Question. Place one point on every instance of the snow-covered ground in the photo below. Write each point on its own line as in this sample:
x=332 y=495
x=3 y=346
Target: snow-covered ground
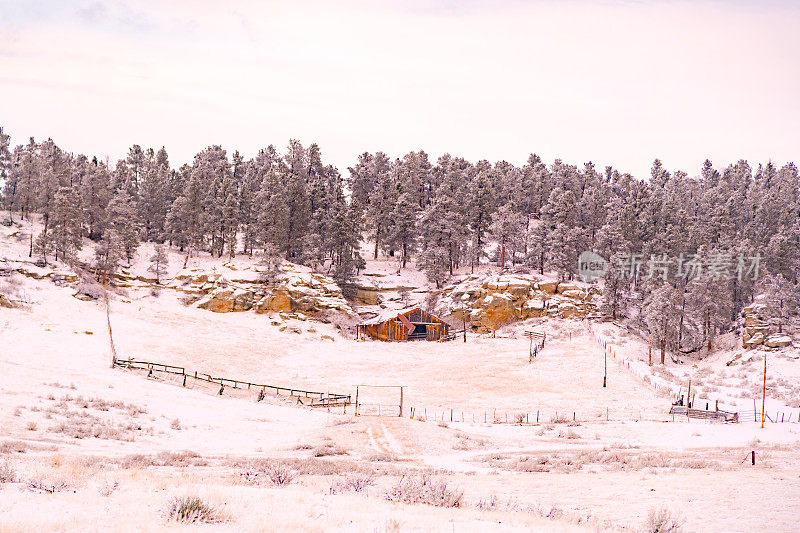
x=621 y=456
━━━
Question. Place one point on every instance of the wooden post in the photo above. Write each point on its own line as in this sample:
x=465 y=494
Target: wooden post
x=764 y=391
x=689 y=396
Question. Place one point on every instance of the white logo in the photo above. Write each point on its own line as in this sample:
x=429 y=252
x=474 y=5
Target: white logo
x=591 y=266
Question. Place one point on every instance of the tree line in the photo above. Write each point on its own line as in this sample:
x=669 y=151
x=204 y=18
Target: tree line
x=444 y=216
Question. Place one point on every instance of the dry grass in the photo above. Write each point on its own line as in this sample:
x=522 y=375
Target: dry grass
━━━
→ Goal: Copy the lines starting at the one that has "Question. Place one point on every instance of the snow-covered" and ending after the one that has "x=621 y=456", swapping "snow-covered" for "frost-covered" and leaving everything else unchanged. Omit the pictures.

→ Answer to the problem:
Question. Place one point on every instance of the frost-covered ground in the photo below. Write each point on its own line as in this sample:
x=332 y=495
x=3 y=346
Target: frost-covered ground
x=621 y=456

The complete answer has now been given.